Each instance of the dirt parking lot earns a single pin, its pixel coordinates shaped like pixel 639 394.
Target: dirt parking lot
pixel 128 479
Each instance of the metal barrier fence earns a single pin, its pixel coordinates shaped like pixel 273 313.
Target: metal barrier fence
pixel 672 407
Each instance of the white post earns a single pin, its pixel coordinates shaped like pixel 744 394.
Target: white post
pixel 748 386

* * *

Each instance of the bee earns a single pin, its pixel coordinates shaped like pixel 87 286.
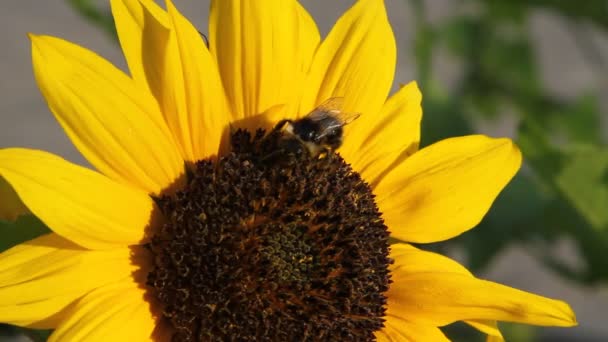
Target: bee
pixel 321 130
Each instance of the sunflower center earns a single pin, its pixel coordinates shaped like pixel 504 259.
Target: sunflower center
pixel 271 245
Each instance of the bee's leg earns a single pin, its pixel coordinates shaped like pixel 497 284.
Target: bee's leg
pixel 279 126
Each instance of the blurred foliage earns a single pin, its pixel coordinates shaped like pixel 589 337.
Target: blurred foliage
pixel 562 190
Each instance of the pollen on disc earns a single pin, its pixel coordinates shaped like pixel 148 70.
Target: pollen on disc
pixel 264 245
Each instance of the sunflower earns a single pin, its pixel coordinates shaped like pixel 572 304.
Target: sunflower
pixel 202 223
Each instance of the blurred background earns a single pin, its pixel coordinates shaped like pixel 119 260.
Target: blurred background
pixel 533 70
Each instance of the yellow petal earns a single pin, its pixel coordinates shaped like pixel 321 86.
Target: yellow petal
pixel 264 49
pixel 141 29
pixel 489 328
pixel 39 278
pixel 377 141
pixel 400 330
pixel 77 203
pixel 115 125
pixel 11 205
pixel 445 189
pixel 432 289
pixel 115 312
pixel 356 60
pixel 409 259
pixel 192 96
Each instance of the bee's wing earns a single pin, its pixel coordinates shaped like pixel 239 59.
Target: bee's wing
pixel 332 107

---

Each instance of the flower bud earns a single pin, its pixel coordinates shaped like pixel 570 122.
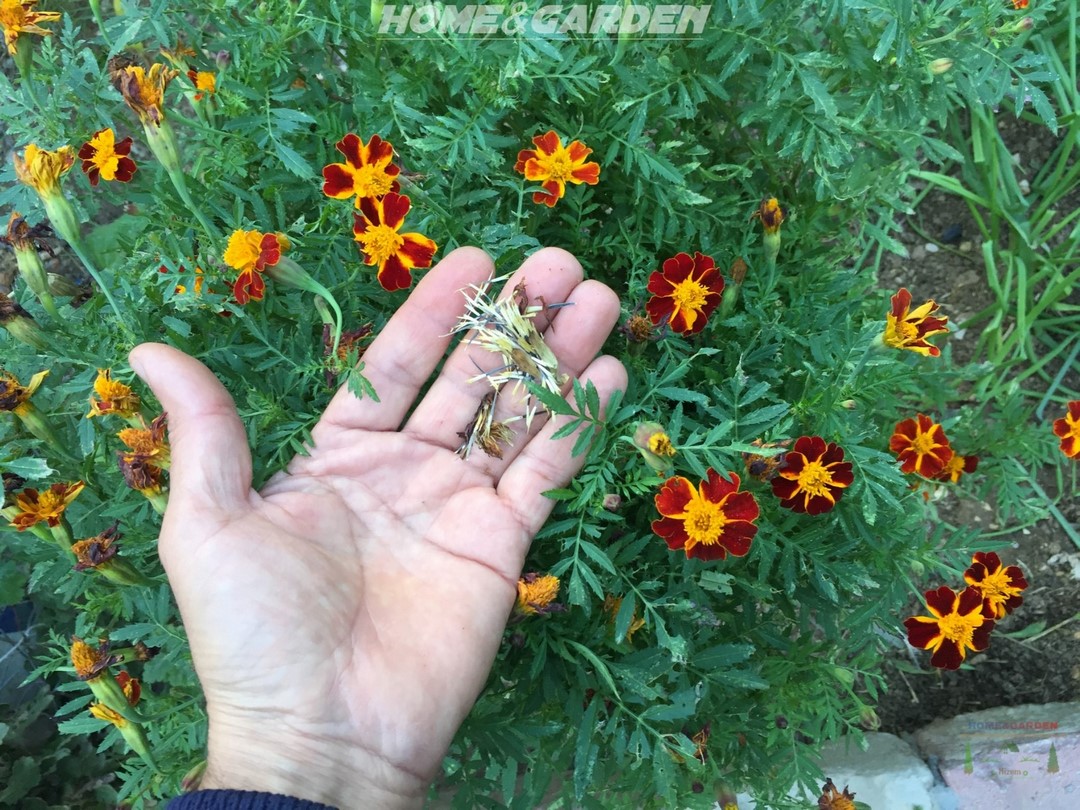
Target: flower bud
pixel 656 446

**What is being asked**
Copy the lines from the one containing "Each instance of the bee's wing" up to and including the one containing "pixel 332 107", reproducing them exactly and nothing else.

**Response below**
Each instance of the bee's wing earns a single pin, its pixel coordinates shaped like pixel 239 59.
Target: bee's wing
pixel 332 107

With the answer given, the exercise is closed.